→ **WHAT TO WORK ON**
In the chat excerpt about Lean and Axiom, what estimated money and labor does Axiom represent?

For this purpose, foundational axioms & other stuff that makes the math ppl hard to sway are more or less bike-shedding

Tim Daly (Jan 30 2020 at 23:26):

I'm only going after specification and proofs of mathematical algorithms. They already work but are not yet proven in Lean so Lean cannot use them as Oracles. So 'proglib' would not be a naive approach as the algorithms already exist. Nor would it be a Smart way as the goal is not "all" programming language, just one that is a respected implementation of computational mathematics. 'Proglib' would provide a way to communicate soundly and with execution semantics (lacking in a lot of proofs I've looked at so far).

Axiom is the result of an estimated 42 million dollars and 300+ person years of work, some of it as PhD research. We don't have the funding or organization to repeat the effort from scratch. However, putting Axiom on a formal footing is possible but it requires automation and intimate interaction between Lean and Axiom. It is not a question of (Naive) accepting algorithms generated from Lean. It is a question of constructing a sound basis for cooperation.

→ **LISTING**

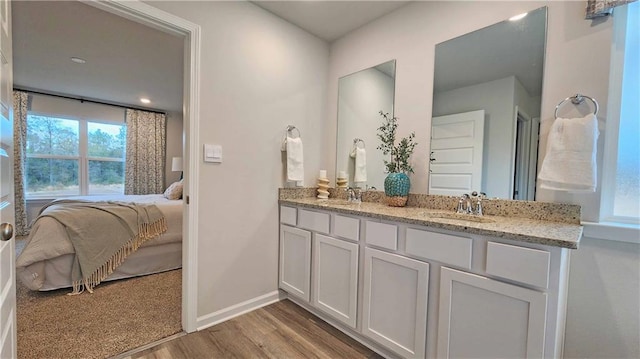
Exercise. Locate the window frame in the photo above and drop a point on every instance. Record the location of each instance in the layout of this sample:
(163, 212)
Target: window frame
(83, 158)
(610, 226)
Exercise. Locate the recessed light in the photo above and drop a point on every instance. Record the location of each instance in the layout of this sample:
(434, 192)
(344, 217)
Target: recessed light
(518, 17)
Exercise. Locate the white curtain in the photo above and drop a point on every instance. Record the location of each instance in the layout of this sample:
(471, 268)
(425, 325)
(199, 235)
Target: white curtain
(146, 136)
(20, 108)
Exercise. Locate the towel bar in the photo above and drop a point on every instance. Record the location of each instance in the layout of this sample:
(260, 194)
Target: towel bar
(576, 100)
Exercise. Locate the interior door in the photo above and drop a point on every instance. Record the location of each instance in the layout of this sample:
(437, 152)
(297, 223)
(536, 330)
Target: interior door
(7, 246)
(456, 153)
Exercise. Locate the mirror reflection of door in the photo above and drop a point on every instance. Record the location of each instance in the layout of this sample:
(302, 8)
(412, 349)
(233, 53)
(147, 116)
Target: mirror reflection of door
(497, 68)
(526, 154)
(456, 153)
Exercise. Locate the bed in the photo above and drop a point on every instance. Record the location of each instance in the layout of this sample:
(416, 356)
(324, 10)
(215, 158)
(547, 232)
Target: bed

→ **RESULT**
An estimated 42 million dollars and more than 300 person years of work.